#### Written exercise:
Copy out only those lines running from the line with "# segment --target small stone" to the end of the listing, keeping each one exactly as it is.
==*==
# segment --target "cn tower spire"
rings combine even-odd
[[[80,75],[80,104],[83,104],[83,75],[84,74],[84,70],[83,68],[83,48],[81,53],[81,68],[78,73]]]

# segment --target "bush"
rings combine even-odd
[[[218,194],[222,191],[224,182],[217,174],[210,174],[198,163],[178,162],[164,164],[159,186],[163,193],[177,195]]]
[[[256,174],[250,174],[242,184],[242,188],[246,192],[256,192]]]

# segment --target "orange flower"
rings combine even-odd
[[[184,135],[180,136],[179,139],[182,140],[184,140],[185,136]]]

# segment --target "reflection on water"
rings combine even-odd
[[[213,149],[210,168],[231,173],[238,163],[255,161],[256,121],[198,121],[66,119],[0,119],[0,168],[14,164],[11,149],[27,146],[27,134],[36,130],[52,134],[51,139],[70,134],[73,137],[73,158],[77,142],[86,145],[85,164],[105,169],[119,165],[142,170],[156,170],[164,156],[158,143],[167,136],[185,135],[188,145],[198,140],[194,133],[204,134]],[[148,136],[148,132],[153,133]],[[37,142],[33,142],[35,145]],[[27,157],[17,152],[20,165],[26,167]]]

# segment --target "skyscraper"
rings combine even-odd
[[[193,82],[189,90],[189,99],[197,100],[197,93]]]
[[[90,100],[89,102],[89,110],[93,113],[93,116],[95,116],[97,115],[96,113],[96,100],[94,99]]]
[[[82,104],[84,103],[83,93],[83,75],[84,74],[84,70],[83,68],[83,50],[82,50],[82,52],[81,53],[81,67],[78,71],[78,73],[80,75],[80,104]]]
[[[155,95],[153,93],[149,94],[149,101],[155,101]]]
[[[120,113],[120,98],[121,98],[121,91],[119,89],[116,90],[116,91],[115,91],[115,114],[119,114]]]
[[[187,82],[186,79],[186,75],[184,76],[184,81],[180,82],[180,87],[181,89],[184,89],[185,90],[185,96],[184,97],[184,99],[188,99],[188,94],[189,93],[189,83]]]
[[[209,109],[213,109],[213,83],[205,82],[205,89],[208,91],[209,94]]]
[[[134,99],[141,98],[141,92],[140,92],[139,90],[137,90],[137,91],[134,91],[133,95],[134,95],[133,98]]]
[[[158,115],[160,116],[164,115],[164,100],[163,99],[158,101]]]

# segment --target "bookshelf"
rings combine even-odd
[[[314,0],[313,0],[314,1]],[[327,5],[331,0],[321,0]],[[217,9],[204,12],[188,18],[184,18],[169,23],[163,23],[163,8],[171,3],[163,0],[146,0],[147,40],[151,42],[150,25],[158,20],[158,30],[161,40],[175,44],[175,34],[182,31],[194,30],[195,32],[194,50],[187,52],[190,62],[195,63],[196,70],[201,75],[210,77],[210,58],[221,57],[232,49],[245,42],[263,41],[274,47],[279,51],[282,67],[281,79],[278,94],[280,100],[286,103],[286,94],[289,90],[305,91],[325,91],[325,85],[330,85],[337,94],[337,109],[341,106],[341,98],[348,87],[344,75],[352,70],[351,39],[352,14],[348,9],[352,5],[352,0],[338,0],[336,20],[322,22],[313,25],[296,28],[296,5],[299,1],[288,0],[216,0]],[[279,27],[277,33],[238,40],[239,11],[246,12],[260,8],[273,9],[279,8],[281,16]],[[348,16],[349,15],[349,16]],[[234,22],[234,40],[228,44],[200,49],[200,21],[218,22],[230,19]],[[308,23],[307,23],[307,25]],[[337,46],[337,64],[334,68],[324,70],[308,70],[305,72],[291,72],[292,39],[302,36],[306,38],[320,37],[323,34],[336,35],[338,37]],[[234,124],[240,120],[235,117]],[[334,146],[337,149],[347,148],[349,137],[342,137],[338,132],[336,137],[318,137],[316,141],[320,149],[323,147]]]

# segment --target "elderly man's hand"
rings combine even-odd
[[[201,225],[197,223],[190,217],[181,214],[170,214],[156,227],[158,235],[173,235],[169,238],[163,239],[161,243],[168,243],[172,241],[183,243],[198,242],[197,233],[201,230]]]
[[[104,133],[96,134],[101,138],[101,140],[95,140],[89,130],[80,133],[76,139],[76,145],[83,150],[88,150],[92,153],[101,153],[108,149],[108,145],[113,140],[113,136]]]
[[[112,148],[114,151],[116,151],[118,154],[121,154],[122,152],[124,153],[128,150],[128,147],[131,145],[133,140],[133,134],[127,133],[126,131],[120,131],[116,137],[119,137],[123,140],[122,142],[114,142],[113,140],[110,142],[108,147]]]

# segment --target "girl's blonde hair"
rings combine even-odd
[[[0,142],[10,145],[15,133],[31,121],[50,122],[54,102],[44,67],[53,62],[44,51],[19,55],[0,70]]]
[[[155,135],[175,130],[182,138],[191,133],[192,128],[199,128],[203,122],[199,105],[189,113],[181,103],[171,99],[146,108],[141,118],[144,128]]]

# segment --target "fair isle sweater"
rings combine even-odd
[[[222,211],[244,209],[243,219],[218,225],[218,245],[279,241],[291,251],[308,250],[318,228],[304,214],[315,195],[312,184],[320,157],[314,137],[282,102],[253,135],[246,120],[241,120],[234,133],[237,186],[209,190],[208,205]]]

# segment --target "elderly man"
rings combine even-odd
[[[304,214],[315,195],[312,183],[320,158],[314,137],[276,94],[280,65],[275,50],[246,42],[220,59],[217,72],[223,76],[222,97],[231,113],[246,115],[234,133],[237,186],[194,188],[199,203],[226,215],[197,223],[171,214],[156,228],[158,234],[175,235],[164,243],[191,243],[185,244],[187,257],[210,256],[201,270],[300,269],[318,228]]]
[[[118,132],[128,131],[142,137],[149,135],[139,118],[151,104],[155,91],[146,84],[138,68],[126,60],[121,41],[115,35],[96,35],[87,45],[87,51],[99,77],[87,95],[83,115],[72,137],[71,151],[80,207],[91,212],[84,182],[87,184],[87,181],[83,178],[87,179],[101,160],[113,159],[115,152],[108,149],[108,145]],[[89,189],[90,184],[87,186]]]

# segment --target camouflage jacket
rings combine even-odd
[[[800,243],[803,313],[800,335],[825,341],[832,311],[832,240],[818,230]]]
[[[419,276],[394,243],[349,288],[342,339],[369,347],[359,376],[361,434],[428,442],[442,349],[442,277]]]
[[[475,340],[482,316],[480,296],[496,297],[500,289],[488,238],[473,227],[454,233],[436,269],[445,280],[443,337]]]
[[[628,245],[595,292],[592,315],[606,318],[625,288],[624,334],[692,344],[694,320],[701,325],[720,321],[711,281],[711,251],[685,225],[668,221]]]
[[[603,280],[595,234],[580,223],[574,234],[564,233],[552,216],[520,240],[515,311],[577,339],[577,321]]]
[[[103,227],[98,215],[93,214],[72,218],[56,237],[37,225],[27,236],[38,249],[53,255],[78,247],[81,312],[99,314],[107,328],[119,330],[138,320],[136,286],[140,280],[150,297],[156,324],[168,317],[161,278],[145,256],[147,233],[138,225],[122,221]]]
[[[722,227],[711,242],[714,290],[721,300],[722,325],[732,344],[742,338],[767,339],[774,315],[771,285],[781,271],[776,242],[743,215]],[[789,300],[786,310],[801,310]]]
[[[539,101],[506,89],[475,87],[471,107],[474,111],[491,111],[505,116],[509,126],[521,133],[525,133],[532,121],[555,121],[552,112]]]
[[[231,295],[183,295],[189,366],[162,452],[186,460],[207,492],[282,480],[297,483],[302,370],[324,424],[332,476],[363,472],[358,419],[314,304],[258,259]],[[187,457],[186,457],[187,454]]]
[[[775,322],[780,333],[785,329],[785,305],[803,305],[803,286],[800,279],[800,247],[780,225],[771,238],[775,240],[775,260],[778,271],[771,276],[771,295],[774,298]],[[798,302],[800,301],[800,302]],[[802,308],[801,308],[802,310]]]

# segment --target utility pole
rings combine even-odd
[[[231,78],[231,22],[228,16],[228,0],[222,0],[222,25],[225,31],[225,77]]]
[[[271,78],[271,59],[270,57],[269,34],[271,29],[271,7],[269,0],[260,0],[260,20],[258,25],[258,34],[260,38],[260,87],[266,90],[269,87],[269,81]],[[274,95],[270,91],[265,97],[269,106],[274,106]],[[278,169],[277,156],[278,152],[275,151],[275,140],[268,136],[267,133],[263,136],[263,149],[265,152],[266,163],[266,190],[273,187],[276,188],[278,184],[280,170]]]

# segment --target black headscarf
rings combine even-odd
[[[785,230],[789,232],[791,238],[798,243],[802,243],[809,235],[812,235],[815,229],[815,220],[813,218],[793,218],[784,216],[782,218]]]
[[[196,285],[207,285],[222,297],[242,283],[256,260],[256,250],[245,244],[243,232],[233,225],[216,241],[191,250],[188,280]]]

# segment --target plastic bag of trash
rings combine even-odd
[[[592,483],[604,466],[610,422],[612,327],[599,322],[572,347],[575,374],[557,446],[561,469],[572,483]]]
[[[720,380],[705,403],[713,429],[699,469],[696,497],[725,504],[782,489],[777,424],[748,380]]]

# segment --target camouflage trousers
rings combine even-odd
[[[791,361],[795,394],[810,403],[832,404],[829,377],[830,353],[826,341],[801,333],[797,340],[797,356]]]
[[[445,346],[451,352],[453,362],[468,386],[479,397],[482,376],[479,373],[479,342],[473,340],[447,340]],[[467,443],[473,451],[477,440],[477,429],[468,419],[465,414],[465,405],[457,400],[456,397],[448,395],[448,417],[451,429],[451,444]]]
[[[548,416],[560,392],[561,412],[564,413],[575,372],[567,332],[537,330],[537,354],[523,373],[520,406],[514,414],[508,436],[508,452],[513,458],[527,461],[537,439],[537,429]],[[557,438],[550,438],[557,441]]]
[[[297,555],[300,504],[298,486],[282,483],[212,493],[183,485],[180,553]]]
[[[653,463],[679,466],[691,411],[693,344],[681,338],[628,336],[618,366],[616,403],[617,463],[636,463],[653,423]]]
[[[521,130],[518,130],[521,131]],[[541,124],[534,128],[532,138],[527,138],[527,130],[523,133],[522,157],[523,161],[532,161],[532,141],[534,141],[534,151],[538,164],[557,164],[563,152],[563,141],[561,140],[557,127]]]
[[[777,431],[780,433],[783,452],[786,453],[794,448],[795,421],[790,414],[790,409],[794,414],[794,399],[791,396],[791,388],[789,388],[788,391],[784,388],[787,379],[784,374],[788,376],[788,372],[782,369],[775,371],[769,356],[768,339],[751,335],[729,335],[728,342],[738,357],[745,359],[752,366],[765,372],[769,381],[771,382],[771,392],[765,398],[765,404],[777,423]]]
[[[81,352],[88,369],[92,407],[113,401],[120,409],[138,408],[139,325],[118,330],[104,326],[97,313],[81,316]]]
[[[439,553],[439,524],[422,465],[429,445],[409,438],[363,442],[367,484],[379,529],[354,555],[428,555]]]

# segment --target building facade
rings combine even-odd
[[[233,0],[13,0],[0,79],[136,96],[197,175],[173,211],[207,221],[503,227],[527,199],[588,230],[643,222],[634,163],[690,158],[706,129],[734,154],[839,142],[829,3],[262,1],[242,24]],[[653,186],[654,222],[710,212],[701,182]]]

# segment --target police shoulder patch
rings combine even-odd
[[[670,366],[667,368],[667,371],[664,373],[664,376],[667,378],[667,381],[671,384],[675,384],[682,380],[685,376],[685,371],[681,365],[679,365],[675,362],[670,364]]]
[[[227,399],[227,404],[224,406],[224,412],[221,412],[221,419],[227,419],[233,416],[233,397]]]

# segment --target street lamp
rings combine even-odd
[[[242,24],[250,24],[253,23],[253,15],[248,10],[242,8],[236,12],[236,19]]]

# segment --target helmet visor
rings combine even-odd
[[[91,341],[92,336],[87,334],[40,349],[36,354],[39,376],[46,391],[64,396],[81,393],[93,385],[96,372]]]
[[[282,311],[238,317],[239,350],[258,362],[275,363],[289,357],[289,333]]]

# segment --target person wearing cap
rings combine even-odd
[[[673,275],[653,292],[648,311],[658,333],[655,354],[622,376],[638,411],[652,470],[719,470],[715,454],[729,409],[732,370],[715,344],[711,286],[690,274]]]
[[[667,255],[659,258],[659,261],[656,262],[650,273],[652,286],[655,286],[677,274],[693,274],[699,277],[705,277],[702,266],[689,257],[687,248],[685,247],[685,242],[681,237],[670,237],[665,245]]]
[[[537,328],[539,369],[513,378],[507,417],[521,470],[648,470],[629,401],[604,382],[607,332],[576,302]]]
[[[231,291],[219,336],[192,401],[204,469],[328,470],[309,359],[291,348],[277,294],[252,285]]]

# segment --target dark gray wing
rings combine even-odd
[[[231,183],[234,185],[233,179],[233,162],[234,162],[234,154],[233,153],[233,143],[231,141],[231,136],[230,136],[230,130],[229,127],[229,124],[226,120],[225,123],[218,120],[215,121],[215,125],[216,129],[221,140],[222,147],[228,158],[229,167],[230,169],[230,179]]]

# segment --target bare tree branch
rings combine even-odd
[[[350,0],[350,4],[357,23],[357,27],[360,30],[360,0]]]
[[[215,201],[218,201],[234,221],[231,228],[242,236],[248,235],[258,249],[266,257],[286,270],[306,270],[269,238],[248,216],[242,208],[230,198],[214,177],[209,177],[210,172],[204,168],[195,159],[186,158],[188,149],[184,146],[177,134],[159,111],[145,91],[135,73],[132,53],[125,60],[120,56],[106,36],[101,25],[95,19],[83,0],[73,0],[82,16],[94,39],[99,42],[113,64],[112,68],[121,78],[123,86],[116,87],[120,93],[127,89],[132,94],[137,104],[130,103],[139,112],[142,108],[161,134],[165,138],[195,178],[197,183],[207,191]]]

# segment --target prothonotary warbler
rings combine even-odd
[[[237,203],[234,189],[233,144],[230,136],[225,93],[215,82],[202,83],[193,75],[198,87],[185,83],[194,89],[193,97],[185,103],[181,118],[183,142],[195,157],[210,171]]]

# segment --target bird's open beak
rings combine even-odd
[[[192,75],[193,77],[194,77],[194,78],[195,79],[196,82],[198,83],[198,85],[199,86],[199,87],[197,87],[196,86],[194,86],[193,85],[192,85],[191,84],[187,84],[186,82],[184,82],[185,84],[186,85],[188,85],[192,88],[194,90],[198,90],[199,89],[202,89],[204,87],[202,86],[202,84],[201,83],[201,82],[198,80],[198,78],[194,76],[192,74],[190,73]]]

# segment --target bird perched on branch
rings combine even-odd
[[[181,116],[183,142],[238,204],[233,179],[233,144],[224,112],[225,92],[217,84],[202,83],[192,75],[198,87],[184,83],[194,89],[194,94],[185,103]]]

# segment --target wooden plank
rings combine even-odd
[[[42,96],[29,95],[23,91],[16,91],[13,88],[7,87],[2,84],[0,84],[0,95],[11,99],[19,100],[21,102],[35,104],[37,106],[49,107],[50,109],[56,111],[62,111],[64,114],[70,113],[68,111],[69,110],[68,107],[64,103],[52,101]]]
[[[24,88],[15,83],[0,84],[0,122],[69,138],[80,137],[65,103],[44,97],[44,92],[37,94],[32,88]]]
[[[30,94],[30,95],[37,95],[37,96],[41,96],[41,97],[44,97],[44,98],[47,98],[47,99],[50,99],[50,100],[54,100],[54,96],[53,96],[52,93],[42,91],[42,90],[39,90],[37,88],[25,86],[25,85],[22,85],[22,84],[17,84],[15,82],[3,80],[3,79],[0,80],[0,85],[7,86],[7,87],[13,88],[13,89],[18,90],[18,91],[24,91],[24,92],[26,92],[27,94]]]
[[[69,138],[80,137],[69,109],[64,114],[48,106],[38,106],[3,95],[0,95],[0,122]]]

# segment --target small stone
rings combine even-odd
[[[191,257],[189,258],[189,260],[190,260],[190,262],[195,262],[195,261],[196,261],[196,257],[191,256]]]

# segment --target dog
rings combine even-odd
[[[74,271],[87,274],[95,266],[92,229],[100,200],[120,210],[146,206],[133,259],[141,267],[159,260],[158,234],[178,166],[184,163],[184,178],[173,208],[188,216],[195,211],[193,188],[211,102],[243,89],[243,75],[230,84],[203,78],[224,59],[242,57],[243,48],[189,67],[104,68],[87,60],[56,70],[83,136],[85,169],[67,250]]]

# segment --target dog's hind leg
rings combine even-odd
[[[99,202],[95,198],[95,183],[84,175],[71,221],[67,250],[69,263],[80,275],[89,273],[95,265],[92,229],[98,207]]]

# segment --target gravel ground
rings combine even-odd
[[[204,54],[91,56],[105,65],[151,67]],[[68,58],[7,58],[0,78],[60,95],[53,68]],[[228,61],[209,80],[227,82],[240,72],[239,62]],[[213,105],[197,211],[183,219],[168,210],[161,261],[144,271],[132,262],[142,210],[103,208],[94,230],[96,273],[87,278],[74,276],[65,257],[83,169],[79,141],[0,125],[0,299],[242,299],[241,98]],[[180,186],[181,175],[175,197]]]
==*==
#### Finished task:
# segment --target small stone
rings combine even-odd
[[[191,257],[189,258],[189,260],[190,260],[190,262],[195,262],[195,261],[196,261],[196,257],[191,256]]]

# segment --target dog
rings combine even-odd
[[[74,271],[87,274],[95,266],[92,229],[100,200],[120,210],[146,206],[133,259],[141,267],[159,260],[158,234],[178,166],[184,163],[184,178],[173,208],[188,216],[195,211],[193,188],[211,102],[243,89],[243,75],[230,84],[203,78],[224,59],[242,57],[243,48],[189,67],[104,68],[87,60],[56,70],[83,136],[85,169],[67,250]]]

# segment --target dog's hind leg
rings combine even-odd
[[[99,202],[95,198],[95,183],[84,175],[71,221],[67,250],[69,263],[80,275],[89,273],[95,265],[92,229],[98,207]]]

# segment --target gravel ground
rings combine even-odd
[[[204,54],[91,56],[105,65],[151,67]],[[68,58],[7,58],[0,78],[60,95],[53,68]],[[228,61],[209,80],[227,82],[240,72],[239,62]],[[213,105],[197,211],[183,219],[168,210],[161,261],[144,271],[132,262],[142,210],[103,208],[94,230],[96,273],[87,278],[74,276],[65,257],[83,169],[79,141],[0,125],[0,299],[242,299],[241,98]],[[180,186],[181,175],[175,197]]]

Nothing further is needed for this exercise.